## Task instructions
- a) Write out the passage of the meta-tasks article between "The .plan/ protocol" and "agent checks boxes.", inclusive.
- b) Put every line of the records into a JSON list of strings, one string per line, leaving out blank lines.
---- Document excerpt
Meta-tasks: when the agent writes its own plan

The .plan/ protocol gave AI agents memory. Autopilot gave them a loop. But both assumed something: that a human writes the plan and the agent executes it. The plan is fixed. The agent checks boxes.

That works when you know every task upfront. It falls apart when you don’t — when the tasks themselves depend on data the agent hasn’t seen yet.

The problem

I’m building an enrichment pipeline for sgcaselaw.com. Phase 1 scrapes firm websites. Phase 3 extracts facts from the scraped content. But here’s the thing: I can’t write the Phase 3 plan items until Phase 1 runs. I don’t know which firms will have scrapeable content, how many pages each firm’s website has, or which entities have enough material to warrant extraction.

The naive approach: run Phase 1, then sit down and manually write 50 plan items for Phase 3 — one per firm. Then do it again for lawyers. Then again for content generation in Phase 4. That’s exactly the kind of ceremony the autopilot was supposed to eliminate. I’d be the bottleneck again — not doing the work, but deciding what work should exist.

The insight: deciding what work should exist is work. And it’s work the agent can do.

CREATE TASKS

The solution is a new type of plan item. Instead of “do this work,” the instruction is “figure out what work needs to be done, add it to the plan, then exit.”

Here’s what it looks like in PLAN.md:

- [ ] 3.4 — CREATE TASKS: Read scraped content from
      pipeline/data/firm-websites/ for Wave 0 firms.
      For each firm, add a plan item below:
      "Extract facts for {firm name}: read
      pipeline/data/firm-websites/{slug}/*.json,
      follow instructions in fact-extraction-prompt-firms.md,
      write output to pipeline/data/extracted-facts/firms/{slug}.json."
      Then EXIT — autopilot will execute the new items.

*(Wave 0 firm extraction items will be inserted here by 3.4)*

- [ ] 3.5 — CREATE TASKS: Same as 3.4 but for Wave 0 lawyers...

*(Wave 0 lawyer extraction items will be inserted here by 3.5)*

When autopilot reaches item 3.4, the agent doesn’t extract any facts. It reads the filesystem, sees which firms were scraped in Phase 2, and writes new plan items — concrete, executable tasks — into PLAN.md itself. Then it checks off 3.4 and exits.

The next autopilot iteration reads the freshly updated PLAN.md, finds the first new unchecked item — “Extract facts for Allen & Gledhill” — and executes it. The iteration after that gets Rajah & Tann. And so on, until every generated task is done.

The plan wrote itself.

The anatomy of a meta-task

A CREATE TASKS item has four parts:

1. A data source to inspect. The agent needs to look at something — a directory of scraped files, a database query, a list of entities — to determine what tasks should exist. It can’t generate tasks from nothing. It reads the world first.

Read scraped content from pipeline/data/firm-websites/

2. A template for the tasks it will create. The meta-task describes the shape of each generated item — what the agent should do, where to read input, where to write output. This is specific enough that each generated task is self-contained and executable by a future agent session that has no memory of the meta-task.
--------
---- Exercise inputs
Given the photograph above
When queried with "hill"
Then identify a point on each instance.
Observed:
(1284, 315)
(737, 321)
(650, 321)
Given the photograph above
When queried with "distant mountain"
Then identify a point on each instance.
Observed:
--------
## Per-task outputs
- a)
The .plan/ protocol gave AI agents memory. Autopilot gave them a loop. But both assumed something: that a human writes the plan and the agent executes it. The plan is fixed. The agent checks boxes.

- b)
[
  "Given the photograph above",
  "When queried with \"hill\"",
  "Then identify a point on each instance.",
  "Observed:",
  "(1284, 315)",
  "(737, 321)",
  "(650, 321)",
  "Given the photograph above",
  "When queried with \"distant mountain\"",
  "Then identify a point on each instance.",
  "Observed:"
]